-- RECORDED DATA follows --
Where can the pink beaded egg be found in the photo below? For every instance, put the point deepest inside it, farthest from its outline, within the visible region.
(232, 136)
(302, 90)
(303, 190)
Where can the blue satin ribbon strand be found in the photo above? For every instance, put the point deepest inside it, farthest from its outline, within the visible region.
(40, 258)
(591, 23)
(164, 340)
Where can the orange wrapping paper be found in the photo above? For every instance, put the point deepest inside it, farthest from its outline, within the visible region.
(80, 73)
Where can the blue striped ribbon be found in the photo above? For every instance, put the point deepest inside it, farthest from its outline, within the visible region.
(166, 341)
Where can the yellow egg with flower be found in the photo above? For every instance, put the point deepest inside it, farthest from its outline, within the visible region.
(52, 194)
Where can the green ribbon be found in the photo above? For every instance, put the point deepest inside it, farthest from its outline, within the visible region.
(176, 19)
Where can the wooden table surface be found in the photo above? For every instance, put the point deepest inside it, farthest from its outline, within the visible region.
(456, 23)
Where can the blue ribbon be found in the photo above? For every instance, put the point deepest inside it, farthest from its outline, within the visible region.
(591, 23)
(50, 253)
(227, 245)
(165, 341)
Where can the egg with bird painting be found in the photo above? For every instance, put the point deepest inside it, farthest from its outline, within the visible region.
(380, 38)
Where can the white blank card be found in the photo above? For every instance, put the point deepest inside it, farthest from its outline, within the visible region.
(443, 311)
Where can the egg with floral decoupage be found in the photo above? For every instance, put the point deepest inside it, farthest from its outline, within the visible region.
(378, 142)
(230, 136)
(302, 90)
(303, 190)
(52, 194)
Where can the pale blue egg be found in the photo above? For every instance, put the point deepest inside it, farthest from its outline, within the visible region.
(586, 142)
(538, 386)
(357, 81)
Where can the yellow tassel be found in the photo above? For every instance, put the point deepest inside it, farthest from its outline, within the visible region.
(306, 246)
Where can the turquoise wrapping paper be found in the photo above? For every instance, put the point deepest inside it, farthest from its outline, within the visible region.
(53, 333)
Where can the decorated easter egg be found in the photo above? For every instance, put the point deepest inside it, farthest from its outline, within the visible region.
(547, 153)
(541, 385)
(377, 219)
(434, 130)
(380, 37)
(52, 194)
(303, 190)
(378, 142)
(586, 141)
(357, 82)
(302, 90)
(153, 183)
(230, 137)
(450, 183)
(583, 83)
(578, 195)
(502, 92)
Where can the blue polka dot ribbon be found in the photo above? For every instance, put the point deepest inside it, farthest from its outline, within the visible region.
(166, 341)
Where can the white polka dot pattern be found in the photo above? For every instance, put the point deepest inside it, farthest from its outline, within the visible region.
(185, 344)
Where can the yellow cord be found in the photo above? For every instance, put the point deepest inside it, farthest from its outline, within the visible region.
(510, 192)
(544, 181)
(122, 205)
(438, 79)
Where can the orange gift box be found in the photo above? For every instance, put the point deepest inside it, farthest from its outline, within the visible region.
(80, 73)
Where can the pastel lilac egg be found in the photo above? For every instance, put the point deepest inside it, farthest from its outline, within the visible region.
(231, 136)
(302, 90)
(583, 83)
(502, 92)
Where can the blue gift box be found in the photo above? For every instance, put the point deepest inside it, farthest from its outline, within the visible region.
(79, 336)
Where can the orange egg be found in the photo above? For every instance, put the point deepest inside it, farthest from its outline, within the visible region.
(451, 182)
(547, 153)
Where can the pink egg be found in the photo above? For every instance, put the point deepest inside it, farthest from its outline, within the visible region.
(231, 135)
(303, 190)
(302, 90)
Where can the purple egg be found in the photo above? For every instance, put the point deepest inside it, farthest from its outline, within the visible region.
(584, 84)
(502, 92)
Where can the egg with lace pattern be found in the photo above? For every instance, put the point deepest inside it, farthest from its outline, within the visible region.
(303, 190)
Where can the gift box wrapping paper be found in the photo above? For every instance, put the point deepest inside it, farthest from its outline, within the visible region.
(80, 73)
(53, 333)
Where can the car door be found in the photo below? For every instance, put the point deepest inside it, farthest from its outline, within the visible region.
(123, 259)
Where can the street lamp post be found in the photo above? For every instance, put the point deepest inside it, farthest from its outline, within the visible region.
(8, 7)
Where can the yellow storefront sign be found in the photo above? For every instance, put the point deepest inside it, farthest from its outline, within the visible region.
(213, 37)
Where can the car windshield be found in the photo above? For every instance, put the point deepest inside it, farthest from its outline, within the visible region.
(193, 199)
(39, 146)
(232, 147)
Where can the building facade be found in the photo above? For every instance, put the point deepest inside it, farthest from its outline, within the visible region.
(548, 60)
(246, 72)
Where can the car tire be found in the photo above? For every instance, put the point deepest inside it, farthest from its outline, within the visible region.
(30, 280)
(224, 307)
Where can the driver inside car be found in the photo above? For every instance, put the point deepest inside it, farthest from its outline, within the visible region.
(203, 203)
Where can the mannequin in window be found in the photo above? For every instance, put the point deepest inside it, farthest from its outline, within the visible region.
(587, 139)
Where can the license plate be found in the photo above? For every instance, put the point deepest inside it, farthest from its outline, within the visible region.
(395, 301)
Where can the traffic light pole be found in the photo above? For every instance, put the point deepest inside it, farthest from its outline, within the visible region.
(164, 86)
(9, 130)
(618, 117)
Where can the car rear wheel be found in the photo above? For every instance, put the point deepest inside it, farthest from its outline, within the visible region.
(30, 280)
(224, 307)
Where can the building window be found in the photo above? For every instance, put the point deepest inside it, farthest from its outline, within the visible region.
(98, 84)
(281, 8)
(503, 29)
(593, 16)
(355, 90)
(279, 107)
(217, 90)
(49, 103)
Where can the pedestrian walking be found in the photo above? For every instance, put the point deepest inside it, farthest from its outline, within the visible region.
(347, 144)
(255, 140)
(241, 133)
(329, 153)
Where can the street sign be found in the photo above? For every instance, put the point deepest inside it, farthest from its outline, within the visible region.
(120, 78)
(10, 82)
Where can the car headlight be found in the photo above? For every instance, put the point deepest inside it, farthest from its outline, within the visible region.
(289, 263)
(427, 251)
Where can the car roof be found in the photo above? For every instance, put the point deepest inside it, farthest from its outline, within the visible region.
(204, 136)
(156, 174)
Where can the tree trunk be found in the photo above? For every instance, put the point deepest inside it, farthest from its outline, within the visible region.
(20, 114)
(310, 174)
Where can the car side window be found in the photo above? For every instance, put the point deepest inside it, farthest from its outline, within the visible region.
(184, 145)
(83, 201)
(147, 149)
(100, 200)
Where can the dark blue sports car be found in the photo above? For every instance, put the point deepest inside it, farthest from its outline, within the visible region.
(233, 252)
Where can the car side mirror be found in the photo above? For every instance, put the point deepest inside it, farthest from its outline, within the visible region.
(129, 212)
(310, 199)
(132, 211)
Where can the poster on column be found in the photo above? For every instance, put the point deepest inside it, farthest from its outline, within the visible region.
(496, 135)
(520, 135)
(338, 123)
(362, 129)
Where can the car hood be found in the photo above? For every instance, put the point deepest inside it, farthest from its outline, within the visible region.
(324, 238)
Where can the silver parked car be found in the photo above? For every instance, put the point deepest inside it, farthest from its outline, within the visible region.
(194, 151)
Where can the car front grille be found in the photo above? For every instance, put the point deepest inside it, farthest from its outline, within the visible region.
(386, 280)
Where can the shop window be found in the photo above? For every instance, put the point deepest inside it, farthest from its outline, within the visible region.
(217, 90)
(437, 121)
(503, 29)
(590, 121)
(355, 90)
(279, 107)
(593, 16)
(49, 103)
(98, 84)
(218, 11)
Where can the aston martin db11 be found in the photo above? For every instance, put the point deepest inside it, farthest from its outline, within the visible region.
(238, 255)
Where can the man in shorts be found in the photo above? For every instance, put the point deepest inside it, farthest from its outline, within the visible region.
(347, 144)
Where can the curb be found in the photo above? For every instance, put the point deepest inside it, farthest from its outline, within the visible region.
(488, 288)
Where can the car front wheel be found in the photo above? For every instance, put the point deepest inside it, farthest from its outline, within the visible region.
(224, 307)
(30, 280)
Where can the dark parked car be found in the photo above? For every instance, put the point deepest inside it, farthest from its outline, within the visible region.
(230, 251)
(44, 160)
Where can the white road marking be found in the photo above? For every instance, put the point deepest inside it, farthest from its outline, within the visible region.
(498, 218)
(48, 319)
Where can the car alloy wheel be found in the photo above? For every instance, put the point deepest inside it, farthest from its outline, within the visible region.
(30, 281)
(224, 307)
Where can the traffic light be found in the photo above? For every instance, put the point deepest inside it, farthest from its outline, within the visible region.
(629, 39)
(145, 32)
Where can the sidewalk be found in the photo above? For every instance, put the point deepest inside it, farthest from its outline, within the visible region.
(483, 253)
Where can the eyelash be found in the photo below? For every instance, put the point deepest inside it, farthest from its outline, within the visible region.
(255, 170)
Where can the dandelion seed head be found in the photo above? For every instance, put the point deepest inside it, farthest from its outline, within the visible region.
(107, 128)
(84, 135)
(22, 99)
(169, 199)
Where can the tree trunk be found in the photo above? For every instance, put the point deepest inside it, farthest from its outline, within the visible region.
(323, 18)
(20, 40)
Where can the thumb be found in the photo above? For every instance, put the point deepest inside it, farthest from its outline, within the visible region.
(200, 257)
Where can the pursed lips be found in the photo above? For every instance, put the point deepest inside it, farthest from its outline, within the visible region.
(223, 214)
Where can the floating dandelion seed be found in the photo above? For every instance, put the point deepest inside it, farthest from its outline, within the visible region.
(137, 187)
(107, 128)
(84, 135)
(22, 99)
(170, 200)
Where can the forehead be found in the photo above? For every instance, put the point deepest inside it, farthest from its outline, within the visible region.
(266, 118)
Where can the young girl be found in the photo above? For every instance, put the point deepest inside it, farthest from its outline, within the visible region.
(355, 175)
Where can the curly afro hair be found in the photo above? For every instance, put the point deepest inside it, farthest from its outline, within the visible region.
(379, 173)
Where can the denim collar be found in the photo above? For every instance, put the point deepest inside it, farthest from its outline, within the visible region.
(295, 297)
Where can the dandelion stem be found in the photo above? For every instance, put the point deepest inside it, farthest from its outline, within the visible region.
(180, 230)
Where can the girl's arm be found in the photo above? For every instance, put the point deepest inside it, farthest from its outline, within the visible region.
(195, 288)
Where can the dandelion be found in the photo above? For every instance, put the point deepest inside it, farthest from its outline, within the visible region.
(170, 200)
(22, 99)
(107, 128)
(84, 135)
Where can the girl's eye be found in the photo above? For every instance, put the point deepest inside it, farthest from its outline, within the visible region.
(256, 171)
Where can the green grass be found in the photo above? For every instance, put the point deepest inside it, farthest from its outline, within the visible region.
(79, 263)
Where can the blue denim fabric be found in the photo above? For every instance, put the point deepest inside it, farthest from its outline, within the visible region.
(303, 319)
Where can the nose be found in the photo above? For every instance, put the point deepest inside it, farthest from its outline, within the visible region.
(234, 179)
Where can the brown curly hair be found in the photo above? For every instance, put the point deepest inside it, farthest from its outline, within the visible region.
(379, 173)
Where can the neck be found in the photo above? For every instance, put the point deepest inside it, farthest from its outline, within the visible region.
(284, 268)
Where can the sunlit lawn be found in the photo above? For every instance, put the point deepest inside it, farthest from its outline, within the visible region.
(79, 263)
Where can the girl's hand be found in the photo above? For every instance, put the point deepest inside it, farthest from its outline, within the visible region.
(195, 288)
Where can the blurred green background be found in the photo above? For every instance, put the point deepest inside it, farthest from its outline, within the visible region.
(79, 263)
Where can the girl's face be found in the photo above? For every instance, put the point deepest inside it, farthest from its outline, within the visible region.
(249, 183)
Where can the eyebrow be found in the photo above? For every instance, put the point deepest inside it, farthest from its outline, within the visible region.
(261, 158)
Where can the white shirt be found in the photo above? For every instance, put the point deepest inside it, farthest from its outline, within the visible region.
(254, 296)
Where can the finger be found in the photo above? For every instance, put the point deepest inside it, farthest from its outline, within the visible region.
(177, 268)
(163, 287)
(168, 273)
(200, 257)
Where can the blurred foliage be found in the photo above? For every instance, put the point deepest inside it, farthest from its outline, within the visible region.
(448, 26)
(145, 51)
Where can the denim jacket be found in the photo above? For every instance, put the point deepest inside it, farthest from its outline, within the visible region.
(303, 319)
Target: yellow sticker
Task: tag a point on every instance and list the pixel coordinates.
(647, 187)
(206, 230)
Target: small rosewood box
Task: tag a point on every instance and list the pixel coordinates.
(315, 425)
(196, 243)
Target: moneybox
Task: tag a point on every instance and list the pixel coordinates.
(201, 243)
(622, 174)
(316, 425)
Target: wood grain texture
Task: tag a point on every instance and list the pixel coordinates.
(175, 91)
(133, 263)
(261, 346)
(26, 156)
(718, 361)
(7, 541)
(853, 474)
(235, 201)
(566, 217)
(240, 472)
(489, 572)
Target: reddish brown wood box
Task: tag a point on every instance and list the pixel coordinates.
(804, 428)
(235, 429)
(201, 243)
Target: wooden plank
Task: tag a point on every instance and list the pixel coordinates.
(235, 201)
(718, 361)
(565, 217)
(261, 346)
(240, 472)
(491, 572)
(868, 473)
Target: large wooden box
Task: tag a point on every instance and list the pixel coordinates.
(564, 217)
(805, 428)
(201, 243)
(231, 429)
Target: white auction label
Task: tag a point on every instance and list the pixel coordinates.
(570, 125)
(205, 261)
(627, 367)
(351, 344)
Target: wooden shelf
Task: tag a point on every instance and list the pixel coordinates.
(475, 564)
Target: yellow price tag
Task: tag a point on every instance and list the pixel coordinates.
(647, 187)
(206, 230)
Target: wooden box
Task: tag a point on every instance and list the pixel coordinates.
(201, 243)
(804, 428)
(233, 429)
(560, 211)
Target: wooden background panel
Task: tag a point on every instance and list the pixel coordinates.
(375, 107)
-- RECORDED DATA concluded --
→ **YOUR OBJECTIVE**
Find the word "Target" in the records and pull out each line that has it.

→ **RESULT**
Target: yellow sticker
Target: small rosewood box
Target: moneybox
Target: wood grain texture
Target: reddish brown wood box
Target: wooden plank
Target: large wooden box
Target: white auction label
Target: wooden shelf
Target: yellow price tag
Target: wooden box
Target: wooden background panel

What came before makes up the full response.